• _Task statement_
The required result is the exact run of lines beginning at the one containing "If you could pin the kayaker" and ending at the last line of the entries.

** start of Dataset entries **

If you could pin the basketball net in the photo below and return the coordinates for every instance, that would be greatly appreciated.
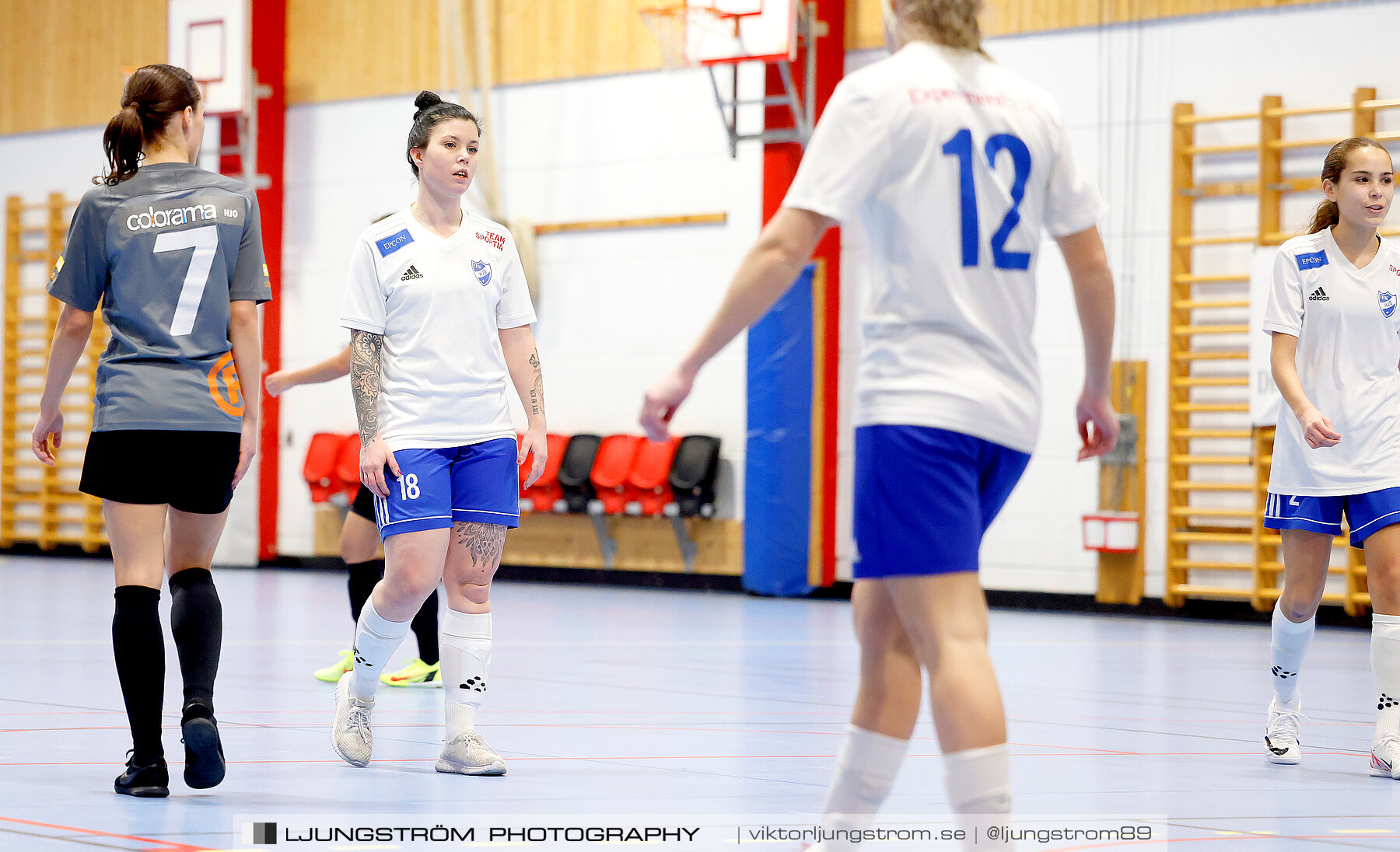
(668, 26)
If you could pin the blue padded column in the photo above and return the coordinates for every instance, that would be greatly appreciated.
(777, 466)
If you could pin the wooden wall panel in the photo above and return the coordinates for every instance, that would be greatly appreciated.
(551, 40)
(62, 61)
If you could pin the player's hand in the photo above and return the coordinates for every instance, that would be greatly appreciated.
(1318, 430)
(51, 424)
(373, 458)
(276, 382)
(1098, 424)
(661, 402)
(247, 448)
(534, 444)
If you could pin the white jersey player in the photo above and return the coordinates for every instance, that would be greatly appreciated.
(1336, 358)
(951, 168)
(439, 318)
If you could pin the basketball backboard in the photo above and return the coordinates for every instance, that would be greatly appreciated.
(209, 38)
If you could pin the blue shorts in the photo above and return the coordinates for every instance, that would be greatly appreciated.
(1365, 512)
(924, 497)
(440, 487)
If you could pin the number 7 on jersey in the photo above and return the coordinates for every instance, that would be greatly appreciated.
(961, 147)
(205, 241)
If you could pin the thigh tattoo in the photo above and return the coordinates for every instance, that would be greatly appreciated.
(482, 540)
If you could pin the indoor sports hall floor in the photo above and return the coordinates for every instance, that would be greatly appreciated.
(618, 701)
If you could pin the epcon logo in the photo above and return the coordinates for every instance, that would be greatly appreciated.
(175, 216)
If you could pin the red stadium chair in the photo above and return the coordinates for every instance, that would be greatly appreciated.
(348, 466)
(320, 469)
(546, 491)
(612, 466)
(650, 476)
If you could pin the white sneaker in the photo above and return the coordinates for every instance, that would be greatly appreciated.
(350, 733)
(1281, 735)
(1385, 756)
(471, 756)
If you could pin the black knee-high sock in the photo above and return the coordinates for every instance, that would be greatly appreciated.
(198, 624)
(425, 627)
(363, 578)
(139, 648)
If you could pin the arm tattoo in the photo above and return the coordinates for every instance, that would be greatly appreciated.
(364, 381)
(482, 540)
(537, 393)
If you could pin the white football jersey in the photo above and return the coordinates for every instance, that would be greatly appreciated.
(1349, 363)
(440, 306)
(952, 168)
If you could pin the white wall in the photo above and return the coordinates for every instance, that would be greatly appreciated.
(1116, 87)
(37, 164)
(619, 307)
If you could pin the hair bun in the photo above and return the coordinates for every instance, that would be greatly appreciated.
(425, 101)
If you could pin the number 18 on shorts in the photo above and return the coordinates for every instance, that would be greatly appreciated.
(439, 487)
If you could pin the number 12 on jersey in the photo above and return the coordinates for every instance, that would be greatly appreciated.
(961, 147)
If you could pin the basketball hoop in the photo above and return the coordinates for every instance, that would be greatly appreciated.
(678, 27)
(668, 26)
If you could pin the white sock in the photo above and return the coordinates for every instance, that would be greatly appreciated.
(467, 655)
(866, 770)
(1385, 670)
(376, 640)
(1288, 645)
(979, 788)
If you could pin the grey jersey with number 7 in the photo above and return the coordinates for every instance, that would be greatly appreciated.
(166, 252)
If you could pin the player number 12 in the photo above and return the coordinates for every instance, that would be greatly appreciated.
(961, 147)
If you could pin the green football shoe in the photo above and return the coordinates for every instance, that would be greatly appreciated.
(415, 675)
(332, 673)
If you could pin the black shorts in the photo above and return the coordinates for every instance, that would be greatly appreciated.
(363, 504)
(192, 472)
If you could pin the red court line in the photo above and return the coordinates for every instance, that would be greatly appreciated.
(170, 845)
(1224, 837)
(644, 757)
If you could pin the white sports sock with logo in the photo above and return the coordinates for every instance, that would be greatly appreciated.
(376, 640)
(1385, 670)
(979, 789)
(1288, 645)
(467, 655)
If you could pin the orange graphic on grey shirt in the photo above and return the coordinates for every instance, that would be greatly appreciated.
(224, 386)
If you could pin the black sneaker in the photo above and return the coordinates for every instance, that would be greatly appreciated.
(203, 752)
(149, 781)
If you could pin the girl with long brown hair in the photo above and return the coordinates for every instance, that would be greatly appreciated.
(1336, 360)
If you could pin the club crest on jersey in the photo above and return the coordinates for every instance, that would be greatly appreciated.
(1311, 260)
(394, 243)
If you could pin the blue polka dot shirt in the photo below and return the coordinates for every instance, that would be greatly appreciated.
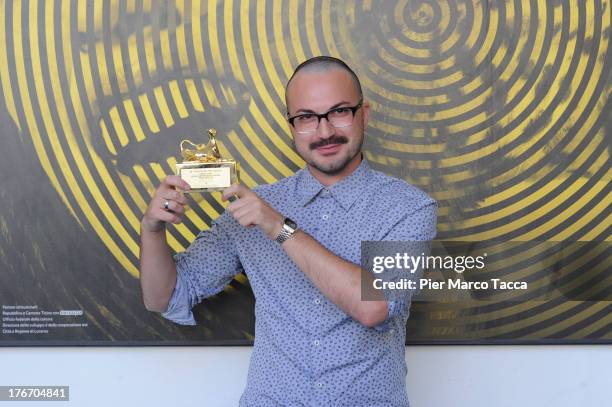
(308, 352)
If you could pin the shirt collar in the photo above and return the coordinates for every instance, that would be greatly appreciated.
(345, 191)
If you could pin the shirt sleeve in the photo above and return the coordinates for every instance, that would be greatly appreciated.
(204, 269)
(418, 225)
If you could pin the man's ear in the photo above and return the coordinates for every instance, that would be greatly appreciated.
(366, 112)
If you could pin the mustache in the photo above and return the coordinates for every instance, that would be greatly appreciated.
(331, 140)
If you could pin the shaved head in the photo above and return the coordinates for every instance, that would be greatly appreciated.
(322, 64)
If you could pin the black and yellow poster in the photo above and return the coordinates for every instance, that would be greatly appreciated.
(499, 109)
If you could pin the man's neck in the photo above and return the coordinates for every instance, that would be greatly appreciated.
(331, 179)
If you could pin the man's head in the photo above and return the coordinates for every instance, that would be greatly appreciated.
(317, 86)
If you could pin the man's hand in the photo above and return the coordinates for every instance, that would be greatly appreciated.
(250, 210)
(167, 205)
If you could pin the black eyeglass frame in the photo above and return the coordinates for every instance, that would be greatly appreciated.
(353, 110)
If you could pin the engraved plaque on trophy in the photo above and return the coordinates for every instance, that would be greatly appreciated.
(203, 168)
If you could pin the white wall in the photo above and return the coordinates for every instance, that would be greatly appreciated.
(439, 376)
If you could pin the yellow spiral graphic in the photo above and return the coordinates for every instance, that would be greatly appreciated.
(499, 109)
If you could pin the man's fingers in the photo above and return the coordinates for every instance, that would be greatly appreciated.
(169, 217)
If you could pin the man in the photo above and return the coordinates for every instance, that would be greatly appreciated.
(298, 240)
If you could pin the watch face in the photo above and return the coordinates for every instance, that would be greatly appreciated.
(290, 223)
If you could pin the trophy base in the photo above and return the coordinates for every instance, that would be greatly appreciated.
(208, 177)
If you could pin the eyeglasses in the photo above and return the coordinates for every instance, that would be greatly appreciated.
(338, 117)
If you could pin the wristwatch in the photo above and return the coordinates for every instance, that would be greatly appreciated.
(288, 229)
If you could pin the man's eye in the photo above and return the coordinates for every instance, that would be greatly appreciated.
(341, 111)
(305, 117)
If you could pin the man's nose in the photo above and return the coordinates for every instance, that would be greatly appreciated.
(325, 129)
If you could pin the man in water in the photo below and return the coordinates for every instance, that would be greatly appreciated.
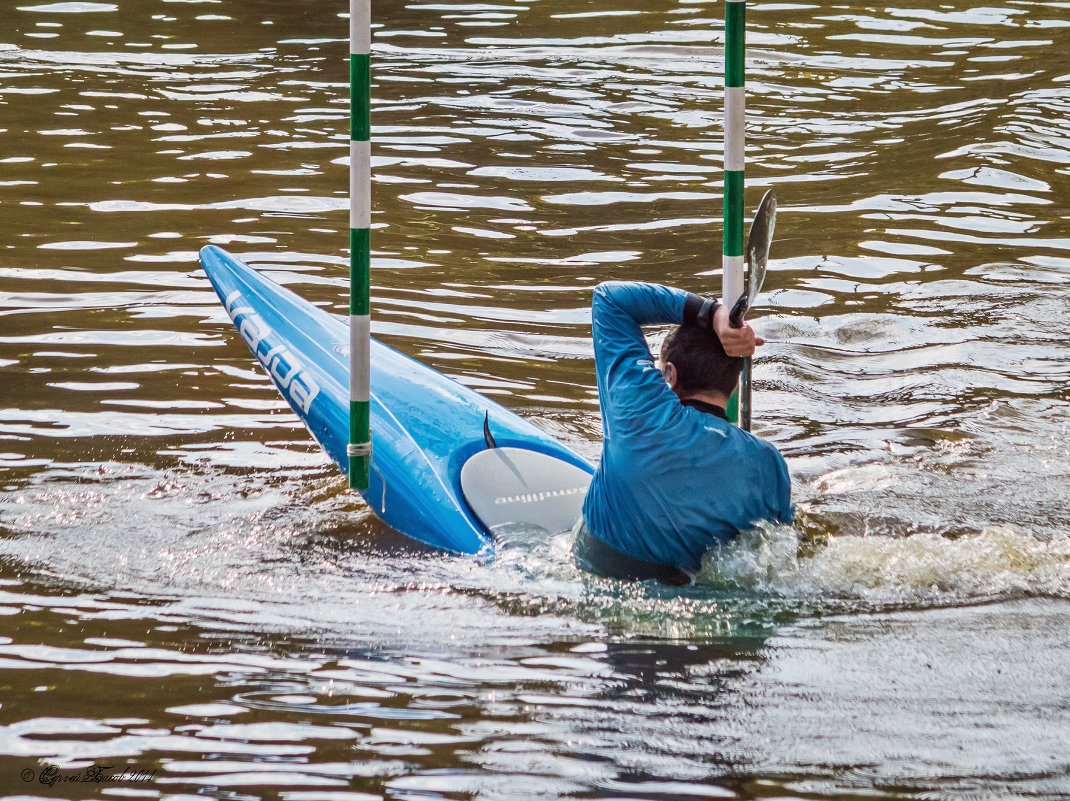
(675, 476)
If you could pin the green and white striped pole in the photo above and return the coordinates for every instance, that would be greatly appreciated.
(360, 247)
(735, 135)
(732, 260)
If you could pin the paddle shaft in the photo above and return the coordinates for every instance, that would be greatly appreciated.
(360, 247)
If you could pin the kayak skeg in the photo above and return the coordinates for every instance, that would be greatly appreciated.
(426, 427)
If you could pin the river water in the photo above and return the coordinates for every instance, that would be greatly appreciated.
(189, 594)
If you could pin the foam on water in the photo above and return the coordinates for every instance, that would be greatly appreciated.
(923, 568)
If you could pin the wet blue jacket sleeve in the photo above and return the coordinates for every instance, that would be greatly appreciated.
(631, 391)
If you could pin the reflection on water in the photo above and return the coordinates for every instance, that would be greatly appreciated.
(187, 586)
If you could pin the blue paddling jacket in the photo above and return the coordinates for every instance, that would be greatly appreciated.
(673, 480)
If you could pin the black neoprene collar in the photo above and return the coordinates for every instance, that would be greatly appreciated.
(707, 407)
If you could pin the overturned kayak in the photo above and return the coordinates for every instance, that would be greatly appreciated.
(448, 465)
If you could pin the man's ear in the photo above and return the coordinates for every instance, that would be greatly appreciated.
(669, 370)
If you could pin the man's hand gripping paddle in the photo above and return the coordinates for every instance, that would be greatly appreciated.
(758, 256)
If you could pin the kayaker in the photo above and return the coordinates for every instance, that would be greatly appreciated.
(675, 477)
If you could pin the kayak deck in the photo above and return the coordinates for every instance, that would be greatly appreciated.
(425, 426)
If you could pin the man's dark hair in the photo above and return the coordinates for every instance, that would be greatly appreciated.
(700, 360)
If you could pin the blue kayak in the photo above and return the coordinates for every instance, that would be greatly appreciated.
(427, 429)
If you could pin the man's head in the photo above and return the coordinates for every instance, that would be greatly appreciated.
(693, 362)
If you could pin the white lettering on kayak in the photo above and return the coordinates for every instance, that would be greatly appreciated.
(533, 497)
(277, 359)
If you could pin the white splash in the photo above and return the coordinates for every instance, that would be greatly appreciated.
(994, 563)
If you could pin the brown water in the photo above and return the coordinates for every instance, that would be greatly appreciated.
(189, 591)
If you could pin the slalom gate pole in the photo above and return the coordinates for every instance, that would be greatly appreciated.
(735, 34)
(732, 247)
(360, 247)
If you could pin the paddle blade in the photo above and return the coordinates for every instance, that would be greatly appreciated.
(759, 242)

** end of Dataset entries **

• _Worked solution_
If you could pin the kayaker in the photo above and return the coordinates for every instance, that would be greatly appreciated.
(675, 477)
If you could pin the kayak deck in the photo above and return the coordinates for every instance, that would be greatly appreciated.
(425, 426)
If you could pin the man's dark hair in the photo above and return the coordinates for every instance, that would be greatly appreciated.
(700, 360)
If you could pin the blue kayak in the photo above and return the coordinates for every instance, that would be greatly appreciated.
(427, 429)
If you could pin the man's head in the photo above and return the coordinates for every instance, that would be greatly appreciated.
(693, 362)
If you could pin the white lettering on kayak in the photo above and return the coordinates for every instance, that would be greatly appreciated.
(533, 497)
(277, 359)
If you could pin the white splash in the photo above and return the coordinates for every instance, that would be greatly appreciated.
(994, 563)
If you could pin the brown water in the photo above and return the coordinates for every instance, that would be greatly appreciated.
(189, 591)
If you could pin the slalom gate pole in the photo above and return the coordinates for every instance, that would be greatly appreciated.
(735, 34)
(732, 247)
(360, 247)
If you could pin the paddle blade in the photo above and return the coordinates for every instance, that would be greatly appreciated.
(759, 242)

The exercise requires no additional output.